--- start Record set ---

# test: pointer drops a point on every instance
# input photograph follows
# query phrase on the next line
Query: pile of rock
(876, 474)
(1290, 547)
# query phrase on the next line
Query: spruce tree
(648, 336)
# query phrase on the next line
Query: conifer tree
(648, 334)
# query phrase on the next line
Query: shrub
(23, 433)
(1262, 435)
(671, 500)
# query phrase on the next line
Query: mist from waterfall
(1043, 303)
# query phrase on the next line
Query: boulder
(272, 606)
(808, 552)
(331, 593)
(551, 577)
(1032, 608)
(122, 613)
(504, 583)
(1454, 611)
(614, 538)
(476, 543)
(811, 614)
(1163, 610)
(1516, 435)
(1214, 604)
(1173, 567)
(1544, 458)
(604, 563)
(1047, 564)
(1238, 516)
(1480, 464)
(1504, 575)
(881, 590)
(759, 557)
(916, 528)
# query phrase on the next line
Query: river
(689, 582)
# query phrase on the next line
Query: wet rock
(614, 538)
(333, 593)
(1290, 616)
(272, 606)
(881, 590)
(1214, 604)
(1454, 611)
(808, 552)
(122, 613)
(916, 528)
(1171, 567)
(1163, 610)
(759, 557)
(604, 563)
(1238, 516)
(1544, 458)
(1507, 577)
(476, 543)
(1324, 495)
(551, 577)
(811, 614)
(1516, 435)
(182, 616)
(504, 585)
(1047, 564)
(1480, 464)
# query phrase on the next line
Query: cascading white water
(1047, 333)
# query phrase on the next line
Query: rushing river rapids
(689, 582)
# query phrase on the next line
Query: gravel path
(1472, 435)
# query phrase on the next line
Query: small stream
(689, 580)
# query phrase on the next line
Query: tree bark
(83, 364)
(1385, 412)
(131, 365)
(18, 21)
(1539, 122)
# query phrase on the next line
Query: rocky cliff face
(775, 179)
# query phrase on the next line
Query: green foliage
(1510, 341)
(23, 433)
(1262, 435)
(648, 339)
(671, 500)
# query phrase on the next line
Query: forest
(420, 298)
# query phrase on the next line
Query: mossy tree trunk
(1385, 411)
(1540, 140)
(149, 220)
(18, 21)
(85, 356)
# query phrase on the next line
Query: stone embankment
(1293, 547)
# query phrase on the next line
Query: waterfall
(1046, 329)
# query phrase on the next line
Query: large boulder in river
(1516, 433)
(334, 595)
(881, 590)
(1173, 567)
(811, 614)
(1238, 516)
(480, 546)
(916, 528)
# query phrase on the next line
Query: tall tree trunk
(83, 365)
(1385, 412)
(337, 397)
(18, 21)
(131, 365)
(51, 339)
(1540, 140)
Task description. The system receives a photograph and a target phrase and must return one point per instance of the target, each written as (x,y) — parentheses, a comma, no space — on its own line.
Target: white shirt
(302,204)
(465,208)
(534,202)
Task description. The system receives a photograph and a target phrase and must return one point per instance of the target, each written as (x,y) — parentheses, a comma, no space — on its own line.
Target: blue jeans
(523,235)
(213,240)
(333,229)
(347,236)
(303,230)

--- end Record set ---

-- Short task --
Reproduce the listing in full. Keep it exactly as written.

-- Response --
# test: pointer drops a point on every instance
# input photograph follows
# query phrase on the next line
Query: pile of rock
(876, 474)
(1290, 547)
# query phrase on the next line
Query: spruce tree
(648, 336)
# query phrase on the next line
Query: conifer tree
(648, 334)
# query phrase on the next line
Query: shrub
(23, 433)
(1262, 435)
(671, 500)
# query phrase on the next line
Query: mist from waterfall
(1043, 303)
# query phrase on the next line
Query: boulder
(272, 606)
(808, 552)
(331, 593)
(551, 577)
(1032, 608)
(122, 613)
(504, 583)
(1454, 611)
(614, 538)
(476, 543)
(811, 614)
(1163, 610)
(1516, 435)
(1214, 604)
(1173, 567)
(1544, 458)
(604, 563)
(1047, 564)
(1238, 516)
(1480, 464)
(1504, 575)
(881, 590)
(759, 557)
(916, 528)
# query phrase on the next line
Query: river
(689, 582)
# query phrase on the next line
Query: wet rock
(614, 538)
(333, 593)
(1290, 616)
(272, 606)
(881, 590)
(1214, 604)
(1454, 611)
(808, 552)
(122, 613)
(916, 528)
(1171, 567)
(1163, 610)
(759, 557)
(604, 563)
(1238, 516)
(1544, 458)
(1507, 577)
(476, 543)
(1324, 495)
(551, 577)
(811, 614)
(1516, 435)
(182, 616)
(504, 585)
(1047, 564)
(1480, 464)
# query phrase on the next line
Query: cascading white water
(1047, 333)
# query phrase on the next line
Query: rushing river rapids
(689, 582)
# query phrase on the next line
Query: gravel path
(1472, 435)
# query phrase on the next line
Query: small stream
(689, 580)
# query phrase on the next line
Query: tree bark
(83, 364)
(1385, 412)
(131, 365)
(18, 21)
(1539, 122)
# query phrase on the next line
Query: rocky cliff face
(775, 179)
# query phrase on the next line
Query: green foliage
(1510, 341)
(23, 433)
(1262, 435)
(648, 339)
(671, 500)
# query phrase on the next line
Query: forest
(420, 298)
# query phrase on the next line
Query: mossy tree trunk
(1385, 411)
(1540, 140)
(149, 220)
(18, 21)
(85, 356)
# query phrase on the next line
Query: stone embankment
(1293, 547)
# query phrase on the next line
Query: waterfall
(1046, 329)
# query phrase on the next line
Query: large boulder in river
(1516, 433)
(334, 595)
(881, 590)
(1173, 567)
(811, 614)
(1238, 516)
(480, 546)
(916, 528)
# query phrase on the next line
Query: tall tree trunk
(83, 365)
(1385, 412)
(337, 397)
(18, 21)
(131, 365)
(51, 339)
(1540, 140)
Task description. The system receives a photograph and a target phrase and must return one point per instance of the target, each written as (x,y) — parentheses, a comma, no space — on its own line.
Target: white shirt
(302,204)
(465,208)
(534,202)
Task description. The system receives a photograph and a target phrase and must return one point per instance of the target, each written as (x,y) — parentheses, a comma, no space — on its own line.
Target: blue jeans
(523,235)
(213,240)
(333,229)
(347,236)
(303,230)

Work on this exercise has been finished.